■ **Exercise tasks**:
**a)** Repeat the events calendar word for word.
**b)** From the listing, reproduce the lines from the one containing "Find the gray" through the one containing "M 150 190 L", inclusive.

■ **Passage to read**:
[BEGIN]

Overcoming Adversity... A New Direction Stage and screen star Ben Vereen, author-slash-actress P.K. McCary and local talent join together for the first benefit for the Community Artists' Collective. The Collective, says executive director Michelle Barnes, "seeks to link the artistic process to the extraordinary potential for success that inner-city youth display. Our mission is to cultivate this inherent entrepreneurial drive, emphasizing the development of skills that involve problem solving and analytical thinking, decision making and goal setting." 4:30 p.m. Lyndall Finley Wortham Theatre, University of Houston. Advance tickets through the Collective, 523-1616. $35. Further donations accepted.
Clit Notes Holly Hughes, nemesis of the NEA, known dyke and author of The Well of Horniness, has better things to do than focus on being controversial. Hunter is cute as a bug, smart as a whip and spunky, and somehow her intelligent, insightful take on life in these United States provokes people. How can this be? Every one of us has family of some sort, and sexuality, more or less, and a goodly number have held hideous jobs like waitressing at Red Lobster. Those are the simple subjects she tackles. So why does she create such a stir? Hughes bills herself as "the pre-eminent performance artist of southeastern Michigan," and now here she is in the great Southwest, advancing her "ten-point plan to advance lesbianism globally using song, dance and monologue." It's a one-woman show. Check it out. Friday and Saturday, 8 p.m., $12. Free writing workshop -- "wear loose clothes and clean undies" -- today at 2 p.m. Special Milam House benefit tonight, 8 p.m. DiverseWorks, 1117 East Freeway, 223-8346. $12.

[END]

■ **Rows**:
[BEGIN]

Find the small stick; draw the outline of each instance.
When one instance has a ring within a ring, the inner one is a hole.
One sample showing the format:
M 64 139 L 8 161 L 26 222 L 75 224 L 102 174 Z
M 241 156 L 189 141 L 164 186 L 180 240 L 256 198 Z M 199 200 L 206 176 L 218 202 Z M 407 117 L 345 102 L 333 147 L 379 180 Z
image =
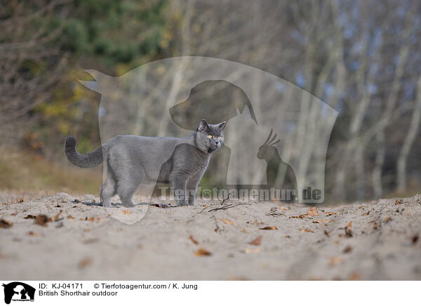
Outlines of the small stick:
M 228 205 L 225 205 L 225 206 L 222 206 L 222 207 L 217 207 L 216 208 L 210 209 L 208 211 L 211 212 L 211 211 L 220 211 L 220 210 L 225 210 L 225 209 L 228 209 L 228 208 L 232 208 L 233 207 L 236 207 L 239 205 L 251 205 L 251 204 L 250 204 L 248 203 L 239 203 L 238 204 L 228 204 Z
M 218 232 L 218 231 L 219 231 L 219 226 L 218 226 L 218 221 L 216 220 L 216 218 L 215 218 L 215 215 L 213 215 L 213 220 L 215 220 L 215 225 L 216 225 L 215 232 Z

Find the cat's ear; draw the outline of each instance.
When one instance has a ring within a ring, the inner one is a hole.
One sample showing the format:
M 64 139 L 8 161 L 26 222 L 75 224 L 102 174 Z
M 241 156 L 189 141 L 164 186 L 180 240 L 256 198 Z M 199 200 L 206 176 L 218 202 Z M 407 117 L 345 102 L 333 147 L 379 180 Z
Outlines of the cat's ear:
M 196 131 L 201 132 L 207 128 L 209 128 L 209 126 L 208 125 L 208 122 L 205 119 L 201 119 L 199 123 L 199 126 L 197 126 Z
M 221 122 L 218 125 L 218 127 L 220 128 L 220 130 L 222 131 L 225 128 L 225 125 L 227 124 L 227 121 Z

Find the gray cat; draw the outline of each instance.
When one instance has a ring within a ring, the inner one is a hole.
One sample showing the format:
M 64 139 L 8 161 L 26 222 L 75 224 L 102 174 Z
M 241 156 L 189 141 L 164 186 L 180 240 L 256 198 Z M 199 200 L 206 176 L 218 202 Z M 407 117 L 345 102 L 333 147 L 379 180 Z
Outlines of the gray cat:
M 150 190 L 156 183 L 170 184 L 178 206 L 194 206 L 197 185 L 210 155 L 223 144 L 225 124 L 208 124 L 201 119 L 196 131 L 183 138 L 118 135 L 84 154 L 76 150 L 76 139 L 68 136 L 65 152 L 78 167 L 105 163 L 106 176 L 100 190 L 104 206 L 111 207 L 111 197 L 117 194 L 123 206 L 133 207 L 132 197 L 139 186 Z

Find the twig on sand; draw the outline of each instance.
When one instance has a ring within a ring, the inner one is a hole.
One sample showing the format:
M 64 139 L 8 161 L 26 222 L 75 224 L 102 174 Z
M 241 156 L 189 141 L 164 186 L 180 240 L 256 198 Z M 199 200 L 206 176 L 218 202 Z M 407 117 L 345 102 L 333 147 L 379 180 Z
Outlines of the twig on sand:
M 220 211 L 220 210 L 225 210 L 225 209 L 228 209 L 228 208 L 232 208 L 233 207 L 236 207 L 239 205 L 251 205 L 251 204 L 249 203 L 239 203 L 237 204 L 228 204 L 228 205 L 225 205 L 225 206 L 222 206 L 222 207 L 217 207 L 216 208 L 210 209 L 208 211 L 212 212 L 212 211 Z
M 218 221 L 216 220 L 216 218 L 215 218 L 215 215 L 213 215 L 212 217 L 213 217 L 213 220 L 215 220 L 215 225 L 216 226 L 216 228 L 215 229 L 215 232 L 218 232 L 218 231 L 219 231 L 219 226 L 218 226 Z
M 229 194 L 228 194 L 228 197 L 227 197 L 225 199 L 223 199 L 222 201 L 221 201 L 221 205 L 223 205 L 224 203 L 225 203 L 225 201 L 227 201 L 229 199 Z

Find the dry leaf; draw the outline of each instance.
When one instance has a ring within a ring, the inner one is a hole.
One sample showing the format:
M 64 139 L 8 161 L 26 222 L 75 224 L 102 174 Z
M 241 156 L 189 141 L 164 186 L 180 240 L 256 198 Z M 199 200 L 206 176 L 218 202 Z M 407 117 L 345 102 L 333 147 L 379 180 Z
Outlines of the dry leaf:
M 334 266 L 335 265 L 342 263 L 344 260 L 340 257 L 330 257 L 329 258 L 329 265 Z
M 342 252 L 344 253 L 349 253 L 352 251 L 352 247 L 351 246 L 347 246 Z
M 24 219 L 35 219 L 35 216 L 34 215 L 28 215 L 26 217 L 23 217 Z
M 28 235 L 29 236 L 34 236 L 34 237 L 37 237 L 39 236 L 38 234 L 36 234 L 36 232 L 34 232 L 32 231 L 29 231 L 27 232 Z
M 249 244 L 253 246 L 260 246 L 262 244 L 262 236 L 259 236 L 258 238 L 254 239 L 253 241 L 250 242 Z
M 13 225 L 13 223 L 9 221 L 6 221 L 4 219 L 0 219 L 0 227 L 1 228 L 9 228 Z
M 276 230 L 278 229 L 276 226 L 265 226 L 265 227 L 260 228 L 259 230 Z
M 79 267 L 79 269 L 83 269 L 85 267 L 86 267 L 87 266 L 88 266 L 89 265 L 91 265 L 92 263 L 92 260 L 88 257 L 82 259 L 79 263 L 78 264 L 78 266 Z
M 311 215 L 312 217 L 319 215 L 319 211 L 317 210 L 317 207 L 313 206 L 310 209 L 309 209 L 307 211 L 307 215 Z
M 193 242 L 194 244 L 199 244 L 199 242 L 197 242 L 197 241 L 193 238 L 193 236 L 190 235 L 190 237 L 189 237 L 189 239 L 190 239 L 190 241 L 192 242 Z
M 347 226 L 345 226 L 345 236 L 347 236 L 347 237 L 352 237 L 352 230 L 351 230 L 352 227 L 352 222 L 349 222 L 347 224 Z
M 35 217 L 35 224 L 41 226 L 47 226 L 47 222 L 51 222 L 51 218 L 46 215 L 38 215 Z
M 57 221 L 57 220 L 58 219 L 58 217 L 60 217 L 60 215 L 61 215 L 62 211 L 60 209 L 60 211 L 58 212 L 58 213 L 54 216 L 55 222 Z
M 194 255 L 196 256 L 210 256 L 212 253 L 206 248 L 201 248 L 194 252 Z
M 290 219 L 294 219 L 294 218 L 300 218 L 301 219 L 304 219 L 306 217 L 308 217 L 308 215 L 307 213 L 304 214 L 304 215 L 291 215 L 290 217 Z
M 234 223 L 232 222 L 232 221 L 231 221 L 230 220 L 227 220 L 227 219 L 220 219 L 221 221 L 222 221 L 224 223 L 226 224 L 229 224 L 230 225 L 232 225 Z
M 246 248 L 244 248 L 244 253 L 247 253 L 247 254 L 253 254 L 253 253 L 259 253 L 260 251 L 260 248 L 248 248 L 247 246 L 246 247 Z

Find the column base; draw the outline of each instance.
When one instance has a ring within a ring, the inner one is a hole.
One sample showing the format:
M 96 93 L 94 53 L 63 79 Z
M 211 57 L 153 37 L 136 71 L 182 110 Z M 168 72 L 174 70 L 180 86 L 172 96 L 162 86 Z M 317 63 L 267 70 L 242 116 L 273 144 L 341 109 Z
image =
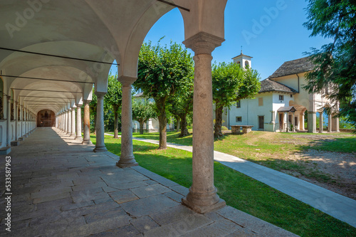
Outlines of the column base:
M 189 201 L 187 200 L 187 198 L 182 199 L 182 204 L 184 206 L 188 206 L 189 209 L 199 213 L 200 214 L 204 214 L 206 212 L 219 209 L 226 206 L 226 203 L 221 199 L 219 199 L 219 201 L 209 206 L 199 206 L 195 204 L 193 201 Z
M 104 147 L 95 147 L 95 148 L 94 148 L 94 152 L 108 152 L 108 149 L 106 149 L 106 147 L 104 146 Z
M 6 155 L 11 152 L 11 147 L 5 147 L 0 148 L 0 154 Z
M 90 140 L 88 140 L 88 141 L 83 140 L 83 141 L 82 142 L 82 144 L 93 144 L 93 142 L 92 142 Z
M 12 141 L 11 142 L 11 147 L 17 147 L 20 144 L 20 141 L 19 141 L 19 140 Z
M 120 168 L 132 167 L 138 166 L 138 163 L 136 162 L 135 157 L 132 158 L 123 158 L 120 157 L 120 160 L 116 162 L 116 166 Z
M 201 214 L 221 209 L 226 203 L 216 194 L 216 188 L 214 189 L 211 192 L 197 192 L 190 187 L 188 195 L 182 199 L 182 204 Z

[END]

■ **Answers to the tasks**:
**a)**
Overcoming Adversity... A New Direction Stage and screen star Ben Vereen, author-slash-actress P.K. McCary and local talent join together for the first benefit for the Community Artists' Collective. The Collective, says executive director Michelle Barnes, "seeks to link the artistic process to the extraordinary potential for success that inner-city youth display. Our mission is to cultivate this inherent entrepreneurial drive, emphasizing the development of skills that involve problem solving and analytical thinking, decision making and goal setting." 4:30 p.m. Lyndall Finley Wortham Theatre, University of Houston. Advance tickets through the Collective, 523-1616. $35. Further donations accepted.
Clit Notes Holly Hughes, nemesis of the NEA, known dyke and author of The Well of Horniness, has better things to do than focus on being controversial. Hunter is cute as a bug, smart as a whip and spunky, and somehow her intelligent, insightful take on life in these United States provokes people. How can this be? Every one of us has family of some sort, and sexuality, more or less, and a goodly number have held hideous jobs like waitressing at Red Lobster. Those are the simple subjects she tackles. So why does she create such a stir? Hughes bills herself as "the pre-eminent performance artist of southeastern Michigan," and now here she is in the great Southwest, advancing her "ten-point plan to advance lesbianism globally using song, dance and monologue." It's a one-woman show. Check it out. Friday and Saturday, 8 p.m., $12. Free writing workshop -- "wear loose clothes and clean undies" -- today at 2 p.m. Special Milam House benefit tonight, 8 p.m. DiverseWorks, 1117 East Freeway, 223-8346. $12.

**b)**
Find the gray cat; draw the outline of each instance.
When one instance has a ring within a ring, the inner one is a hole.
One sample showing the format:
M 64 139 L 8 161 L 26 222 L 75 224 L 102 174 Z
M 241 156 L 189 141 L 164 186 L 180 240 L 256 198 Z M 199 200 L 206 176 L 218 202 Z M 407 117 L 345 102 L 333 147 L 379 180 Z
Outlines of the gray cat:
M 150 190 L 156 183 L 170 184 L 178 206 L 194 206 L 197 185 L 210 155 L 223 144 L 225 124 L 208 124 L 201 119 L 196 131 L 183 138 L 118 135 L 84 154 L 76 150 L 76 139 L 68 136 L 65 152 L 78 167 L 105 163 L 106 176 L 100 190 L 104 206 L 111 207 L 111 197 L 117 194 L 123 206 L 133 207 L 132 197 L 139 186 Z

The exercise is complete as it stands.